▸ **How to complete this task**: Every record below should be printed again exactly, with its pictures removed.

▸ **Data to process**:
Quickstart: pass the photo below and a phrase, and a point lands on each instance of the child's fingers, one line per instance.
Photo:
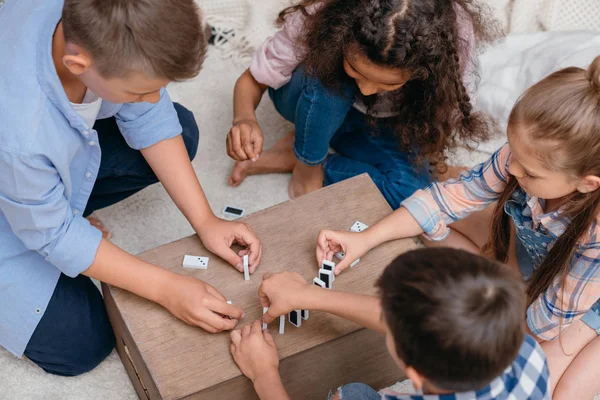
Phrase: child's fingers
(237, 143)
(229, 143)
(214, 292)
(236, 337)
(268, 337)
(246, 140)
(256, 328)
(269, 316)
(257, 143)
(257, 259)
(246, 331)
(344, 264)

▸ **Result**:
Quickstart: pass the photo below and a phrase, and a point lands on each instance of the child's fingers, one line per instance.
Photo:
Phrase: child's fingers
(237, 143)
(229, 143)
(214, 292)
(236, 337)
(268, 337)
(246, 140)
(256, 328)
(269, 316)
(257, 143)
(257, 259)
(246, 331)
(344, 264)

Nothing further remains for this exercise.